===== MATERIAL TO PROCESS

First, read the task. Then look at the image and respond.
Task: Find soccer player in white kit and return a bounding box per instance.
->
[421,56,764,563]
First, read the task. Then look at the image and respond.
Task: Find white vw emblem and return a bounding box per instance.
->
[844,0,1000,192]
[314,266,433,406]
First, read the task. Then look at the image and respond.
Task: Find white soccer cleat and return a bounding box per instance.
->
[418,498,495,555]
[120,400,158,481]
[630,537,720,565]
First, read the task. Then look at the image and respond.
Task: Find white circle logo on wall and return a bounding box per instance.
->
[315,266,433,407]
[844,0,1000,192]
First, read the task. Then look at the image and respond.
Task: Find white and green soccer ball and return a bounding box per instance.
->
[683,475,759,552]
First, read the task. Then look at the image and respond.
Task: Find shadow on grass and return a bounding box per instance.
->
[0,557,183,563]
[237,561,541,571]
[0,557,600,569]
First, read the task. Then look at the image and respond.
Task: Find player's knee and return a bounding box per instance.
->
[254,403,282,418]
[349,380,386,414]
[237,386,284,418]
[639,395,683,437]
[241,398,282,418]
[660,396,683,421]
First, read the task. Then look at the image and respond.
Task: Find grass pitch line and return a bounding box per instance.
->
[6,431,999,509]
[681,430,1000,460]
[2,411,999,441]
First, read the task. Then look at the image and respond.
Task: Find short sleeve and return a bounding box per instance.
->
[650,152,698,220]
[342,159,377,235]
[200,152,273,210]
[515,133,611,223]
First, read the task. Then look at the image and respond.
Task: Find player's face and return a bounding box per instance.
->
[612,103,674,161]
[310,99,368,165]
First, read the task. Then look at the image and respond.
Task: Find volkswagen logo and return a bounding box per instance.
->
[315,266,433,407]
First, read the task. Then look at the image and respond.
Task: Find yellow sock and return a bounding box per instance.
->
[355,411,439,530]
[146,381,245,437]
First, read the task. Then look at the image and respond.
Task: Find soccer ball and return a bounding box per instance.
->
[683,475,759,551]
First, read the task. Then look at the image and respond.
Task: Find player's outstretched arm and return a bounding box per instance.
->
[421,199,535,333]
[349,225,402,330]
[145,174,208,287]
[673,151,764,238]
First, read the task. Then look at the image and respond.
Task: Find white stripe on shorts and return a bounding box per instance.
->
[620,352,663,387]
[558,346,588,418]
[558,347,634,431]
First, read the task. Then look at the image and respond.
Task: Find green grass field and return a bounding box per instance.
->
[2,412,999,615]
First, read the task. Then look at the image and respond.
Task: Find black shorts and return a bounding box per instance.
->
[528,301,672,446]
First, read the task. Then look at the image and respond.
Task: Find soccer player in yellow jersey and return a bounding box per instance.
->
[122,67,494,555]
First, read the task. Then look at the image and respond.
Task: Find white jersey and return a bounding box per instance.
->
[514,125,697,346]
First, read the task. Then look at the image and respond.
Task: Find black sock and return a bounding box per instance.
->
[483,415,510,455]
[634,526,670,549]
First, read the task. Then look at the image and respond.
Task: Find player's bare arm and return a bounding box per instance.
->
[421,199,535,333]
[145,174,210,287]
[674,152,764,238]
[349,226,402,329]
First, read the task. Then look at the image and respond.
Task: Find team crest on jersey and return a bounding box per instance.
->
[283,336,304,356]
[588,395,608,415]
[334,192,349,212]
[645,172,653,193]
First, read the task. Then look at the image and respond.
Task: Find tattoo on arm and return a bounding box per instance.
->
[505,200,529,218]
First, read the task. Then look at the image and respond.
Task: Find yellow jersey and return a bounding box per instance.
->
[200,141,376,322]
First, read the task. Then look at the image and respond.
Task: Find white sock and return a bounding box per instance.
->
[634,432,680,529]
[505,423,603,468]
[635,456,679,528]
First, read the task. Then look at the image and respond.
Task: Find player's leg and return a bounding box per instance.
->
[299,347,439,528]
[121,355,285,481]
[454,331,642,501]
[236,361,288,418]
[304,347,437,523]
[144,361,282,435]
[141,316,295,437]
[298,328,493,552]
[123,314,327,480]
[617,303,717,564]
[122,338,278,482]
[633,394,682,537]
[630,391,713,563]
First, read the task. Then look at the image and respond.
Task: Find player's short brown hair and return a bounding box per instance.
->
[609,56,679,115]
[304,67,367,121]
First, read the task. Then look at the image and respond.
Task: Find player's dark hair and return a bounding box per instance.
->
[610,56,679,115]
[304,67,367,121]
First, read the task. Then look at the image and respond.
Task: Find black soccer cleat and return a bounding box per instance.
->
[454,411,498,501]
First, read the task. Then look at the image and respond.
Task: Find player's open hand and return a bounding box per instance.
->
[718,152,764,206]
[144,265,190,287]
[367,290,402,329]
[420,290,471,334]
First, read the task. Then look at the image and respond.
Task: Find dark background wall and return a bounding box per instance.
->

==========

Working from the entries above, filter out every line that lacks "shorts" and copy what remains.

Task: Find white stripe on shorts and return a bounding box per instance.
Task: Find black shorts and return a bounding box per instance.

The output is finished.